The task
Leave every picture out. Set down all the lines below exactly.

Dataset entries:
# # # #

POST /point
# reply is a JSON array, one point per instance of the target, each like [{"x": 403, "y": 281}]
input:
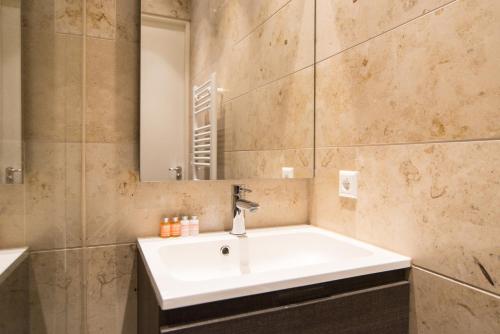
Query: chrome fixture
[
  {"x": 239, "y": 206},
  {"x": 10, "y": 174},
  {"x": 224, "y": 250},
  {"x": 178, "y": 172}
]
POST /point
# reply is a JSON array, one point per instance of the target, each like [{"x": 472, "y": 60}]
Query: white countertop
[
  {"x": 192, "y": 270},
  {"x": 10, "y": 259}
]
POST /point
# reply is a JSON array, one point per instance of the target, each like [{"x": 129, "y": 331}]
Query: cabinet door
[{"x": 381, "y": 310}]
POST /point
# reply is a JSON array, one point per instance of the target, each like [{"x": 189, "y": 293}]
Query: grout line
[
  {"x": 459, "y": 282},
  {"x": 262, "y": 23},
  {"x": 211, "y": 64},
  {"x": 428, "y": 142},
  {"x": 386, "y": 31},
  {"x": 119, "y": 244},
  {"x": 314, "y": 90},
  {"x": 268, "y": 83},
  {"x": 270, "y": 150},
  {"x": 83, "y": 208}
]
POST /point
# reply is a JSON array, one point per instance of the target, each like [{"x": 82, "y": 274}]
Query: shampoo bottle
[
  {"x": 194, "y": 226},
  {"x": 175, "y": 227},
  {"x": 164, "y": 228},
  {"x": 185, "y": 224}
]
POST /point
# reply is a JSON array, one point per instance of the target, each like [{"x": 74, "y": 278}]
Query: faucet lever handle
[
  {"x": 245, "y": 190},
  {"x": 239, "y": 189}
]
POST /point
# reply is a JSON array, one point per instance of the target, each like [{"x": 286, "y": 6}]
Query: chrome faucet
[{"x": 240, "y": 205}]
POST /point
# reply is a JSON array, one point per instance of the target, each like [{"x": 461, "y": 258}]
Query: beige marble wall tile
[
  {"x": 15, "y": 303},
  {"x": 112, "y": 178},
  {"x": 12, "y": 230},
  {"x": 268, "y": 164},
  {"x": 433, "y": 202},
  {"x": 178, "y": 9},
  {"x": 211, "y": 30},
  {"x": 111, "y": 290},
  {"x": 284, "y": 44},
  {"x": 112, "y": 91},
  {"x": 281, "y": 45},
  {"x": 56, "y": 292},
  {"x": 52, "y": 86},
  {"x": 440, "y": 305},
  {"x": 429, "y": 80},
  {"x": 53, "y": 195},
  {"x": 69, "y": 16},
  {"x": 343, "y": 24},
  {"x": 249, "y": 14},
  {"x": 128, "y": 20},
  {"x": 38, "y": 16},
  {"x": 277, "y": 116},
  {"x": 101, "y": 18}
]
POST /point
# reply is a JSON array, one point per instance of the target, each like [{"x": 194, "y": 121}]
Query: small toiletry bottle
[
  {"x": 175, "y": 227},
  {"x": 185, "y": 224},
  {"x": 194, "y": 226},
  {"x": 164, "y": 228}
]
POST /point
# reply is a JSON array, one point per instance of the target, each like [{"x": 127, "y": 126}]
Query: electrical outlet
[{"x": 348, "y": 183}]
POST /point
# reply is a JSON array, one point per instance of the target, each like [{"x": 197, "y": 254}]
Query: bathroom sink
[
  {"x": 216, "y": 266},
  {"x": 10, "y": 259}
]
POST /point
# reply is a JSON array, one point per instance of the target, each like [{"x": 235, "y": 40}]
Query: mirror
[
  {"x": 228, "y": 94},
  {"x": 10, "y": 92}
]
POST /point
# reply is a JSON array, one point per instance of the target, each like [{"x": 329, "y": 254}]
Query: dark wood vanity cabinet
[{"x": 371, "y": 304}]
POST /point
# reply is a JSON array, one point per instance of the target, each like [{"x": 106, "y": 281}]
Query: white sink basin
[
  {"x": 10, "y": 259},
  {"x": 193, "y": 270}
]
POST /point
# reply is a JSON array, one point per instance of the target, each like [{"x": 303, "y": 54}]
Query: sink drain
[{"x": 224, "y": 250}]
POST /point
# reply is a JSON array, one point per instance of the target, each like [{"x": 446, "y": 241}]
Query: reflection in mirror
[
  {"x": 250, "y": 96},
  {"x": 164, "y": 98},
  {"x": 10, "y": 92}
]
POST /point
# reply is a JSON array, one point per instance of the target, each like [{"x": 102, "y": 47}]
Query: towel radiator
[{"x": 204, "y": 140}]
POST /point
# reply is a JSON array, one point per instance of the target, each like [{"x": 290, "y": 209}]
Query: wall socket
[{"x": 348, "y": 183}]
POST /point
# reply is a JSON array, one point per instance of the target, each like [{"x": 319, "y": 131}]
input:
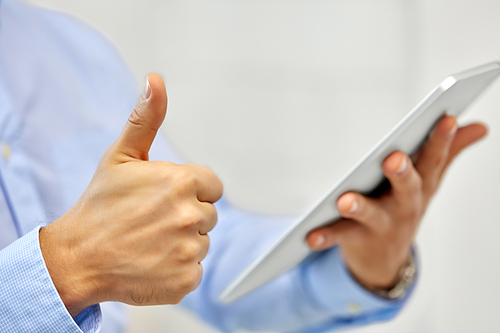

# # # #

Solution to the exercise
POST /point
# reply is a JSON array, one point per instance of the target, each like [{"x": 403, "y": 281}]
input:
Query: chrome fixture
[
  {"x": 239, "y": 206},
  {"x": 10, "y": 174},
  {"x": 224, "y": 250},
  {"x": 178, "y": 172}
]
POST /point
# reply is a JSON array, one point per instance of the target, each like [{"x": 472, "y": 60}]
Query: white countertop
[
  {"x": 192, "y": 270},
  {"x": 10, "y": 259}
]
POST /point
# reply is a JSON array, one point per instance of the target, each like [{"x": 129, "y": 331}]
Query: cabinet door
[{"x": 381, "y": 310}]
POST /point
# reply is a JSON array, one point per instance of the target, each like [{"x": 189, "y": 293}]
Query: grout line
[
  {"x": 459, "y": 282},
  {"x": 262, "y": 23},
  {"x": 211, "y": 64},
  {"x": 428, "y": 142},
  {"x": 386, "y": 31},
  {"x": 119, "y": 244},
  {"x": 314, "y": 90},
  {"x": 268, "y": 83},
  {"x": 270, "y": 150},
  {"x": 83, "y": 208}
]
POST /point
# reply is a JSON array, one point per instance of the target, each like [{"x": 82, "y": 274}]
Query: shampoo bottle
[
  {"x": 194, "y": 226},
  {"x": 175, "y": 227},
  {"x": 164, "y": 228},
  {"x": 185, "y": 224}
]
POST /point
# reply is a JSON array, one point per instance of the target, each like [{"x": 74, "y": 278}]
Query: faucet lever handle
[
  {"x": 245, "y": 190},
  {"x": 239, "y": 189}
]
POST /point
# reply is a JSON array, one point per instance of the target, each like [{"x": 286, "y": 6}]
Query: chrome faucet
[{"x": 240, "y": 205}]
POST /point
# reply is a JSON array, one point per instance of the target, each like [{"x": 461, "y": 258}]
Query: beige marble wall tile
[
  {"x": 15, "y": 303},
  {"x": 112, "y": 178},
  {"x": 12, "y": 230},
  {"x": 268, "y": 164},
  {"x": 433, "y": 202},
  {"x": 178, "y": 9},
  {"x": 211, "y": 30},
  {"x": 111, "y": 290},
  {"x": 284, "y": 44},
  {"x": 112, "y": 91},
  {"x": 281, "y": 45},
  {"x": 56, "y": 292},
  {"x": 52, "y": 86},
  {"x": 440, "y": 305},
  {"x": 429, "y": 80},
  {"x": 53, "y": 195},
  {"x": 69, "y": 16},
  {"x": 343, "y": 24},
  {"x": 249, "y": 14},
  {"x": 128, "y": 20},
  {"x": 38, "y": 16},
  {"x": 277, "y": 116},
  {"x": 101, "y": 18}
]
POST /point
# reply is a JSON array, one point per instance of the target, each like [{"x": 194, "y": 121}]
Query: small toiletry bottle
[
  {"x": 175, "y": 227},
  {"x": 185, "y": 224},
  {"x": 194, "y": 226},
  {"x": 164, "y": 228}
]
POST /point
# reply is a JSON array, one point per instance of the target, each like [{"x": 127, "y": 126}]
Query: electrical outlet
[{"x": 348, "y": 183}]
POST /point
# reply is a JSON array, one point per instance of the target, each like [{"x": 197, "y": 254}]
Query: bathroom sink
[
  {"x": 216, "y": 266},
  {"x": 10, "y": 259}
]
POST /point
# reply is a JSON array, one point per instance of the target, each like [{"x": 235, "y": 40}]
Query: mirror
[
  {"x": 228, "y": 94},
  {"x": 10, "y": 92}
]
POST /point
# reply is a JSON array, one point per instance of the target, each like [{"x": 329, "y": 254}]
Query: dark wood vanity cabinet
[{"x": 371, "y": 304}]
POST /point
# reply is a JSON array, one point per instance of the target, each like [{"x": 106, "y": 281}]
Query: white sink basin
[
  {"x": 10, "y": 259},
  {"x": 193, "y": 270}
]
POST /point
# reply is a JSON array, one point per instance of the target, each like [{"x": 303, "y": 54}]
Query: sink drain
[{"x": 224, "y": 250}]
POST /point
# reply is a JSON array, one point per instance of the target, each like [{"x": 446, "y": 241}]
Query: reflection in mirror
[
  {"x": 250, "y": 96},
  {"x": 164, "y": 98},
  {"x": 10, "y": 92}
]
POST /point
# reply is a JSON array, one point per instance of the target, each like [{"x": 102, "y": 47}]
Query: towel radiator
[{"x": 204, "y": 140}]
POST /point
# reply is a JSON array, one point per instance of the target, each like [{"x": 290, "y": 209}]
Query: wall socket
[{"x": 348, "y": 183}]
POST /point
# reply is a JSON array, one point per instance of the target, each like [{"x": 319, "y": 131}]
input:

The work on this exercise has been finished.